Study text:
┄┄┄┄┄┄┄┄┄┄
Key Experimental Results¶

Main Results¶

Unconditional Generation on ShapeNet (Single Category):

Method	Category	FID↓	COV↑	1-NNA↓
GET3D	Chair	46.8	47.2	65.3
3DShape2VecSet	Chair	38.2	52.1	58.7
Ours	Chair	28.5	58.9	51.2
GET3D	Car	51.3	42.8	68.1
Ours	Car	32.1	55.4	53.8

Image-Conditioned Generation on G-Objaverse (Open Vocabulary):

Method	FID↓	CLIP-Score↑	Geometric Accuracy (CD)↓
Shap-E	89.3	0.72	0.082
One-2-3-45	73.5	0.76	0.068
Ours	52.1	0.81	0.047

Ablation Study¶

Configuration	FID↓	CD↓	Explanation
Full model	28.5	0.047	Full model
w/o Sparse Encoding	35.2	0.059	Dense encoding, loss of details
w/o Adversarial Decoding	33.8	0.063	Over-smoothed shapes
w/o Feature Matching	31.2	0.052	Unstable adversarial training
Dense Encoding + L2 Dec	41.7	0.071	Baseline configuration

Key Findings¶

Both sparse encoding and adversarial decoding contribute significantly, with FID dropping from 35.2 and 33.8 respectively to 28.5.
The joint usage performs far better than using either module in isolation (FID 41.7 → 28.5), indicating a clear synergistic effect between the two modules.
In large-scale experiments on G-Objaverse, FID is reduced by 41% compared to Shap-E, and CLIP-Score improves by 12.5%, validating the open-vocabulary capability.
Scaling the data volume from ShapeNet (55K) to G-Objaverse (200K) significantly enhances both the diversity and quality of the generated outputs.

Highlights & Insights¶

The minimal adaptation strategy is the most clever design decision. Instead of designing a 3D architecture from scratch, it introduces minimal modifications to a mature 2D architecture to adapt to 3D characteristics while inheriting pretrained weights. This strategy can be generalized to other modalities like video generation.
The introduction of sparse encoding is not just an efficiency optimization but also a quality optimization. Minimizing feature contamination from empty regions is crucial for restoring fine geometry.
Data curation and benchmark construction of G-Objaverse is arguably an implicit, major contribution of this work. The 200K high-quality 3D data holds long-term value for subsequent research.

Limitations & Future Work¶

The current method is based on a triplane representation, restricting its expressive power for topologically complex objects (e.g., nested structures, high-genus surfaces).
Open-vocabulary capability remains constrained by the category distribution of Objaverse; generation quality might degrade for categories that rarely appear in the training set (e.g., specific tools, musical instruments).
The discriminator introduced in adversarial decoding increases the risk of training instability, requiring careful hyperparameter tuning.
The text-to-3D generation path has not been explored; currently, only image-conditioned generation is supported.

vs GET3D (NVIDIA): GET3D also focuses on textured 3D generation but uses a StyleGAN-based architecture. Although it yields good results on single categories, it is difficult to scale to open-vocabulary settings. This work achieves open-vocabulary capability by inheriting the semantic representation power of StableDiffusion.
┄┄┄┄┄┄┄┄┄┄
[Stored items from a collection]
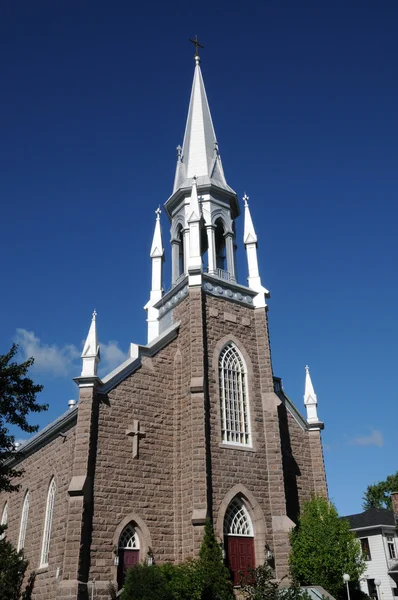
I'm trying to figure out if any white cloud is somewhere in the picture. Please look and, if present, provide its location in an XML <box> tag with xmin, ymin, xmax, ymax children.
<box><xmin>100</xmin><ymin>340</ymin><xmax>127</xmax><ymax>373</ymax></box>
<box><xmin>15</xmin><ymin>328</ymin><xmax>127</xmax><ymax>377</ymax></box>
<box><xmin>350</xmin><ymin>429</ymin><xmax>384</xmax><ymax>448</ymax></box>
<box><xmin>15</xmin><ymin>329</ymin><xmax>80</xmax><ymax>377</ymax></box>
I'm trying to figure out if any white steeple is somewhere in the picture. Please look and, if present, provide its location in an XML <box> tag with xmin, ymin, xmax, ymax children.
<box><xmin>243</xmin><ymin>194</ymin><xmax>269</xmax><ymax>308</ymax></box>
<box><xmin>81</xmin><ymin>310</ymin><xmax>100</xmax><ymax>377</ymax></box>
<box><xmin>144</xmin><ymin>208</ymin><xmax>164</xmax><ymax>343</ymax></box>
<box><xmin>173</xmin><ymin>56</ymin><xmax>234</xmax><ymax>193</ymax></box>
<box><xmin>188</xmin><ymin>177</ymin><xmax>202</xmax><ymax>285</ymax></box>
<box><xmin>304</xmin><ymin>365</ymin><xmax>319</xmax><ymax>424</ymax></box>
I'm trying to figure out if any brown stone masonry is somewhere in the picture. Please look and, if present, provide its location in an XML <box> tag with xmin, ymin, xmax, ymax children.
<box><xmin>0</xmin><ymin>425</ymin><xmax>76</xmax><ymax>600</ymax></box>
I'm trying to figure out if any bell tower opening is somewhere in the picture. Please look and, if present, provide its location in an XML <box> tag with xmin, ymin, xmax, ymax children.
<box><xmin>215</xmin><ymin>219</ymin><xmax>228</xmax><ymax>271</ymax></box>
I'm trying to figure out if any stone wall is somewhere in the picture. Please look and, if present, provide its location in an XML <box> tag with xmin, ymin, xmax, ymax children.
<box><xmin>0</xmin><ymin>426</ymin><xmax>75</xmax><ymax>600</ymax></box>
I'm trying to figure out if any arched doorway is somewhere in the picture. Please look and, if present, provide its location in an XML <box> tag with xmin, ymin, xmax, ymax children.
<box><xmin>117</xmin><ymin>523</ymin><xmax>140</xmax><ymax>590</ymax></box>
<box><xmin>224</xmin><ymin>497</ymin><xmax>255</xmax><ymax>585</ymax></box>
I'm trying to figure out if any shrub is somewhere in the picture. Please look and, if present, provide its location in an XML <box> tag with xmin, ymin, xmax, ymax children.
<box><xmin>241</xmin><ymin>564</ymin><xmax>310</xmax><ymax>600</ymax></box>
<box><xmin>199</xmin><ymin>519</ymin><xmax>235</xmax><ymax>600</ymax></box>
<box><xmin>122</xmin><ymin>564</ymin><xmax>173</xmax><ymax>600</ymax></box>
┄┄┄┄┄┄┄┄┄┄
Directions: Using the experimental results text, explain why sparse encoding counts as a quality optimization and not only an efficiency optimization.

Exercise answer: Sparse encoding minimizes feature contamination from empty regions, which is crucial for restoring fine geometry. The ablation shows the same effect: without sparse encoding, FID rises from 28.5 to 35.2 and CD from 0.047 to 0.059, a result the text attributes to dense encoding and loss of details.